* [Instructions for the task]:
Below are some entries. Repeat exactly the lines from the one with "the white glass" through the one with "of the lamp", and only those.

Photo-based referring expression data
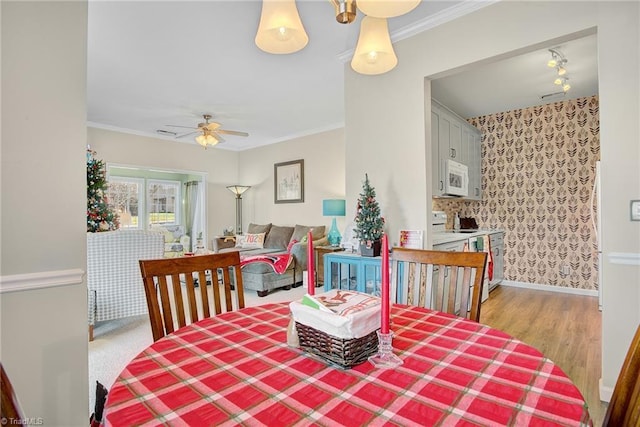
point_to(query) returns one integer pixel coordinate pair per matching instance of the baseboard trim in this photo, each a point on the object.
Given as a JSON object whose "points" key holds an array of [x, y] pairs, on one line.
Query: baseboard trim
{"points": [[625, 258], [40, 280], [605, 392], [539, 287]]}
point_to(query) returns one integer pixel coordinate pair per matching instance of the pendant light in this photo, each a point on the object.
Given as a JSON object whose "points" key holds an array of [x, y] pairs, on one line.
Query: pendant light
{"points": [[280, 30], [374, 52], [386, 8], [345, 11]]}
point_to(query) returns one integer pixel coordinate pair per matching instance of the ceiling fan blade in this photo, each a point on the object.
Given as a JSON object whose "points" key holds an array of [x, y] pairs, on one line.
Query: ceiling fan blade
{"points": [[186, 134], [232, 132], [218, 137], [178, 126]]}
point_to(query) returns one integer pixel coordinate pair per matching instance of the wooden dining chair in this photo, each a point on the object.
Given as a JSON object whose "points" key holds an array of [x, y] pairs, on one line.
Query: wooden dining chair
{"points": [[451, 282], [624, 407], [10, 410], [175, 298]]}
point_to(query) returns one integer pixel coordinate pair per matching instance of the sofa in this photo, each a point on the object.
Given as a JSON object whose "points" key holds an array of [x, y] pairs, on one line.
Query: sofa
{"points": [[114, 281], [263, 239]]}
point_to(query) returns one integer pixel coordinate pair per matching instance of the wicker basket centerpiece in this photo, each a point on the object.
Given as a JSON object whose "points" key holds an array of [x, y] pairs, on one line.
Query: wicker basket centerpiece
{"points": [[338, 326]]}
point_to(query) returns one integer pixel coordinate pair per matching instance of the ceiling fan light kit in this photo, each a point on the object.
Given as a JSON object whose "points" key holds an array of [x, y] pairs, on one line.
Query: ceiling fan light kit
{"points": [[210, 132], [281, 31]]}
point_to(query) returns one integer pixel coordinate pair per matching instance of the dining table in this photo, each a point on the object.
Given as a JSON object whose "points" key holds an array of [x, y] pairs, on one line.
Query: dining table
{"points": [[237, 369]]}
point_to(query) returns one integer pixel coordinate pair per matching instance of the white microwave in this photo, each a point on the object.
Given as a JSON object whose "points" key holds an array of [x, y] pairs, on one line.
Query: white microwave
{"points": [[456, 179]]}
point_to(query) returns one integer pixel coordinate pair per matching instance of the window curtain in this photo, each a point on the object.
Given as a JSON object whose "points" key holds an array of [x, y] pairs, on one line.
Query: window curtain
{"points": [[194, 211]]}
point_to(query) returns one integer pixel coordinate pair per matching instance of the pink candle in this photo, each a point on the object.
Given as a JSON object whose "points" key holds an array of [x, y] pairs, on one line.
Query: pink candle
{"points": [[384, 322], [311, 274]]}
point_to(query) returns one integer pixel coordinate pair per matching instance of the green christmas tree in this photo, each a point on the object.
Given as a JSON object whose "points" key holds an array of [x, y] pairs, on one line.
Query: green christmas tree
{"points": [[369, 223], [100, 217]]}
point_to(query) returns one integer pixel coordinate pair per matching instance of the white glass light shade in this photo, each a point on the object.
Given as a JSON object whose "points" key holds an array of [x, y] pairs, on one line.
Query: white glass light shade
{"points": [[374, 52], [207, 139], [280, 30], [238, 189], [386, 8]]}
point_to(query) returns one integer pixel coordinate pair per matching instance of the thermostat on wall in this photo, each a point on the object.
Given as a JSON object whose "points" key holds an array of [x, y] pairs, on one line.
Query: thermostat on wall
{"points": [[635, 210]]}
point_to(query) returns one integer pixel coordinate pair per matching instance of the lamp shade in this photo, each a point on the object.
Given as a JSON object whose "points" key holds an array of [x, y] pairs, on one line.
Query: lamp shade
{"points": [[374, 52], [386, 8], [333, 207], [238, 189], [280, 30]]}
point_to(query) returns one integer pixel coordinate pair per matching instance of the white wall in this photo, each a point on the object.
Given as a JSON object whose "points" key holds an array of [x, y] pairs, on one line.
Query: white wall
{"points": [[395, 157], [324, 178], [220, 166], [43, 328]]}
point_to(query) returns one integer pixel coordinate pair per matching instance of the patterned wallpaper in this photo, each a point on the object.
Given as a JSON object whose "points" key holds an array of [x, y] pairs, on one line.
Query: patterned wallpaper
{"points": [[538, 170]]}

* [Output]:
point_to(query) returns one integer pixel coordinate pair per matching instance of the white glass light shade in this photo, each a point on the object.
Given as a JSON object whose "points" key holds an array of [x, y] pairs, on one line.
Query: white glass light shade
{"points": [[374, 52], [207, 139], [280, 30], [238, 189], [386, 8]]}
point_to(query) returns one integer pixel coordinate pair per matching instance of the thermostat on wall in this photo, each a point on the object.
Given as a JSON object whose "points" key holds an array of [x, y] pairs, on one line.
Query: thermostat on wall
{"points": [[635, 210]]}
point_to(query) returns one integer pixel coordinate pair per matching instance of the lamp shade in this photo, each a point on the object.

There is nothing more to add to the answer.